- [TEXT SEGMENT]:
Plan · Visa & entry
China visa for Kenya citizens
Kenyan ordinary passport holders need a Chinese visa in advance for tourism and business travel. Kenya is not on the unilateral 30-day visa-free list nor on the 240-hour transit visa-free list as of mid-2026 — the standard pathway is an L visa lodged through the CVASC service centre in Nairobi.
Current status (verified July 2026)
Kenyan ordinary passport holders currently need a visa before travelling to mainland China. Kenya is not among the countries granted unilateral visa-free entry — a scheme China has extended to several European, Gulf and ASEAN partners between late 2024 and 2026 — and Kenyan passports are not on the 240-hour visa-free transit list either. Diplomatic and service passport holders have separate bilateral arrangements that do not apply to ordinary tourists or business travellers.
Bilateral ties between Nairobi and Beijing remain active — China is Kenya's largest single bilateral creditor and a major infrastructure partner via the Standard Gauge Railway and adjacent projects — but visa liberalisation for ordinary passports has not followed. Applicants should assume a full visa application is required and plan for a two to three week window between booking and departure.

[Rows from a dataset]
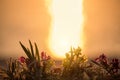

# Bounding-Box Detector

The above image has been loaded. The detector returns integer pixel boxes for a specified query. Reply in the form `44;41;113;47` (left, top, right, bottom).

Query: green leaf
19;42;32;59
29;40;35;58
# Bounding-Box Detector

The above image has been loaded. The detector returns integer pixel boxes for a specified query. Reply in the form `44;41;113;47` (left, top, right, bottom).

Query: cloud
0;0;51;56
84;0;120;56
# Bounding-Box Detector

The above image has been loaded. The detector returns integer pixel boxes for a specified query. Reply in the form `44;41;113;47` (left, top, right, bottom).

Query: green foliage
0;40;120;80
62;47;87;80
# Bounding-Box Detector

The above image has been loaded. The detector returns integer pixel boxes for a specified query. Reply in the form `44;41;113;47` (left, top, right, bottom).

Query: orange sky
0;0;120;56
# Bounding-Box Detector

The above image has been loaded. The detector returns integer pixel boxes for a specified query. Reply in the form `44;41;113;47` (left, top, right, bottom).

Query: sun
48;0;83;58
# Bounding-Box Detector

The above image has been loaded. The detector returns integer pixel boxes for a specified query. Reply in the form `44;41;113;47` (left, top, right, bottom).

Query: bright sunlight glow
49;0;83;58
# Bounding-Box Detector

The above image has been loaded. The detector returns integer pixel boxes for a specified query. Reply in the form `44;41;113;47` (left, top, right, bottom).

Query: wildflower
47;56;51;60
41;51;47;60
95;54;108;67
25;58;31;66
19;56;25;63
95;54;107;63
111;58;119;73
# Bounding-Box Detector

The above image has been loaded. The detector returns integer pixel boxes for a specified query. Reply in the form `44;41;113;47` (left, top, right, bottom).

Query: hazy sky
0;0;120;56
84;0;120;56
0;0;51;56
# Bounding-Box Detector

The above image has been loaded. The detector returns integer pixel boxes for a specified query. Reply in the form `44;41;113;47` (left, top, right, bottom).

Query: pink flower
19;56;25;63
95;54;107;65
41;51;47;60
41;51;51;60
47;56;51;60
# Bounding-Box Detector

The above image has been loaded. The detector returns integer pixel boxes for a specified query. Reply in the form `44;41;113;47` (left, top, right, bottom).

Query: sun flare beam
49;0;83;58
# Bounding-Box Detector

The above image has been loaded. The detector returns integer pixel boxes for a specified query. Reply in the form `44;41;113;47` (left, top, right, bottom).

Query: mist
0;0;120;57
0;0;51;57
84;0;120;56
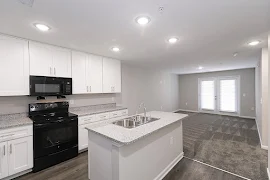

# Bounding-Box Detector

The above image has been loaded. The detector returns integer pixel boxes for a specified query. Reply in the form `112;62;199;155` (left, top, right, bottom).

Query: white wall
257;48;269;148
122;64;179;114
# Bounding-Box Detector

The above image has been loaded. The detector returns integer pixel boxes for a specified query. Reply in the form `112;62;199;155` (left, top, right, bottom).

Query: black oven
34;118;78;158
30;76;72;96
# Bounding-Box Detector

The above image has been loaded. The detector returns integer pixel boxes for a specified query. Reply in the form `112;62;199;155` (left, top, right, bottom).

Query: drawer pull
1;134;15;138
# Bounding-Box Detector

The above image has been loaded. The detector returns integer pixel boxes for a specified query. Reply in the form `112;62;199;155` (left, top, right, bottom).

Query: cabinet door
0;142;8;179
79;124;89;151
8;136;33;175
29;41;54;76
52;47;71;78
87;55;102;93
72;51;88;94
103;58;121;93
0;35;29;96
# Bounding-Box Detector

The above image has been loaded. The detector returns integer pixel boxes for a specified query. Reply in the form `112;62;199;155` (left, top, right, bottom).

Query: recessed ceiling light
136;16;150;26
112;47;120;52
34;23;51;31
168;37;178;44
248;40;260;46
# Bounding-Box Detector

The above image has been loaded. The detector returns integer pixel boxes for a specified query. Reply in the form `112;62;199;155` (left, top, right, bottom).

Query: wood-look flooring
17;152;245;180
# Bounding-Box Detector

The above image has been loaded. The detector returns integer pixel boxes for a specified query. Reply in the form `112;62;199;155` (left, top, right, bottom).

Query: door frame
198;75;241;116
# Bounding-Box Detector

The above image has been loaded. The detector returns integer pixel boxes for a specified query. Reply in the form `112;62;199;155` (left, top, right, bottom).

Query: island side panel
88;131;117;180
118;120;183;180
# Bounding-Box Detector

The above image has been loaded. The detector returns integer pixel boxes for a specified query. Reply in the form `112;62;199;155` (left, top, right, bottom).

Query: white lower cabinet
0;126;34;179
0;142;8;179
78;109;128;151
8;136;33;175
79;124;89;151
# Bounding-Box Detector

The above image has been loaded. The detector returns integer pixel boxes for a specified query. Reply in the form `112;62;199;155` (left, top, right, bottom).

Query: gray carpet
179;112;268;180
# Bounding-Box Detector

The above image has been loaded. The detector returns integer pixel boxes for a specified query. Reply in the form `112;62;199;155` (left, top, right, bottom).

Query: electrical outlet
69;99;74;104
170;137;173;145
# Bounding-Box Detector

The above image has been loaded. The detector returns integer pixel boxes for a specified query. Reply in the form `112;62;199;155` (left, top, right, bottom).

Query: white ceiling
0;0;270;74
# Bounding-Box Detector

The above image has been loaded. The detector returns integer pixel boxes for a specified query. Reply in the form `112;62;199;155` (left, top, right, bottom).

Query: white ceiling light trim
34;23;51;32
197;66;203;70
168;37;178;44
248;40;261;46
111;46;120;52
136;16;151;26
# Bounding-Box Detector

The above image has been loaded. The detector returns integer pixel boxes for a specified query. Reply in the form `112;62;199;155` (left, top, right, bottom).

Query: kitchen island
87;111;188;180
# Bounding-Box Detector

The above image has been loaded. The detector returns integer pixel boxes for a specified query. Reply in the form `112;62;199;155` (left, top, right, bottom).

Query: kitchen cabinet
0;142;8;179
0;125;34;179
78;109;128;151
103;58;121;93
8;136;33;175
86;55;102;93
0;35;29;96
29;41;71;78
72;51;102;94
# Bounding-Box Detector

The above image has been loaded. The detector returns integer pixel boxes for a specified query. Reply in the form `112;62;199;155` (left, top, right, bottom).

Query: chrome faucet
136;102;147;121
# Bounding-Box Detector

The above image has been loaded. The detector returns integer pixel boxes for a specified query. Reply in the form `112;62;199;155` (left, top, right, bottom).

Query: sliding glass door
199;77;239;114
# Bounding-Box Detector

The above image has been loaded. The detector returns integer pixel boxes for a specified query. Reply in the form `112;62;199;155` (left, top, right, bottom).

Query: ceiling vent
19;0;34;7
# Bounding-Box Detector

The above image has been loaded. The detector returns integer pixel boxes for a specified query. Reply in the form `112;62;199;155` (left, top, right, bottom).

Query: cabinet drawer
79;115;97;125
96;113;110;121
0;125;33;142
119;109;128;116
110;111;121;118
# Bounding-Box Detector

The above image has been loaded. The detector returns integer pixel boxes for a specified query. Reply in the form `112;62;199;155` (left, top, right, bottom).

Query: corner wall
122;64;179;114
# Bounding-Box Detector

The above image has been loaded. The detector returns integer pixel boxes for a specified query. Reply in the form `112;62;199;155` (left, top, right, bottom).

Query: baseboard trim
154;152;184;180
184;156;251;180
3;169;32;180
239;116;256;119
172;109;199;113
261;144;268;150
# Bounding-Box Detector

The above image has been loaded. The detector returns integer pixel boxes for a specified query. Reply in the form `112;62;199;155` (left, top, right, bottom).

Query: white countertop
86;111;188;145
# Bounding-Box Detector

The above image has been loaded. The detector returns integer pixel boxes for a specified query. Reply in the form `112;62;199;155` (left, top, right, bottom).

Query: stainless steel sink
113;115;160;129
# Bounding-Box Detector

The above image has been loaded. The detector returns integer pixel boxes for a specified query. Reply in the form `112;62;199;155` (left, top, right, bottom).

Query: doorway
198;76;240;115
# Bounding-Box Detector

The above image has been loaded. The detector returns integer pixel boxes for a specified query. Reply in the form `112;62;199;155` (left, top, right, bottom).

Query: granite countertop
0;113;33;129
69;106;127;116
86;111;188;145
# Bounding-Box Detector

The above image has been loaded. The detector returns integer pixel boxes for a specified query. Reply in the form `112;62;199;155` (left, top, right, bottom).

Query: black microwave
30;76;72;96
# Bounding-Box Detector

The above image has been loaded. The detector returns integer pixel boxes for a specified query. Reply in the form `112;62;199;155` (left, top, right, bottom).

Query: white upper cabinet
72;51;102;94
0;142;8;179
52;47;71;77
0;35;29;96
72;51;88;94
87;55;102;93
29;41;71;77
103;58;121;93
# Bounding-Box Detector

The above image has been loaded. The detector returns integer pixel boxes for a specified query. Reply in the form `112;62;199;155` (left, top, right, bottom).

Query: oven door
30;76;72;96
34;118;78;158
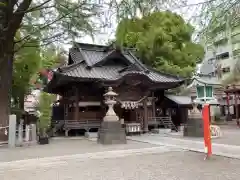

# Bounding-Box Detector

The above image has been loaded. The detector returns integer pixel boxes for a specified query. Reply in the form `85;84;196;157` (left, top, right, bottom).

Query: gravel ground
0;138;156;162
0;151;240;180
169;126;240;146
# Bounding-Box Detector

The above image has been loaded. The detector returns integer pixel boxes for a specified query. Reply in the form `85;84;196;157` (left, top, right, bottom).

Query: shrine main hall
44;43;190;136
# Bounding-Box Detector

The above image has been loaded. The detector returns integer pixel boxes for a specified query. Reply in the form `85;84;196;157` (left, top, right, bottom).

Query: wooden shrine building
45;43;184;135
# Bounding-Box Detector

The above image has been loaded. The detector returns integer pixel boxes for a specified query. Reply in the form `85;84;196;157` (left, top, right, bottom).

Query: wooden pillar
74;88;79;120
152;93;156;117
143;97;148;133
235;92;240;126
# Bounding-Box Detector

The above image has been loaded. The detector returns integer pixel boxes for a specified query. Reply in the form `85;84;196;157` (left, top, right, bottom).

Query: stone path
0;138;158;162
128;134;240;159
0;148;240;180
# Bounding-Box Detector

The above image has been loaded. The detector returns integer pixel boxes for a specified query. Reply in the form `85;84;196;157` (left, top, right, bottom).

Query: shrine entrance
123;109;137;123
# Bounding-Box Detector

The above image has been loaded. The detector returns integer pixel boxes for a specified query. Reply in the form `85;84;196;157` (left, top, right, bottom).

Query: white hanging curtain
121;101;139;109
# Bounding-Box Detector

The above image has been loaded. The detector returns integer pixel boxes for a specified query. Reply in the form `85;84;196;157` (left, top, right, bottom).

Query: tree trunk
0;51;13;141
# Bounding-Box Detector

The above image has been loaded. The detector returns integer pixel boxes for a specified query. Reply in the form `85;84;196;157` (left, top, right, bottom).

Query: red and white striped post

- [PROBLEM STATEMENT]: Reproduce the part of the China visa text that opens with the words containing "Current status (verified" and closes with "or business travellers.". Work only from the China visa text.

- [OUTPUT BELOW]:
Current status (verified July 2026)
Kenyan ordinary passport holders currently need a visa before travelling to mainland China. Kenya is not among the countries granted unilateral visa-free entry — a scheme China has extended to several European, Gulf and ASEAN partners between late 2024 and 2026 — and Kenyan passports are not on the 240-hour visa-free transit list either. Diplomatic and service passport holders have separate bilateral arrangements that do not apply to ordinary tourists or business travellers.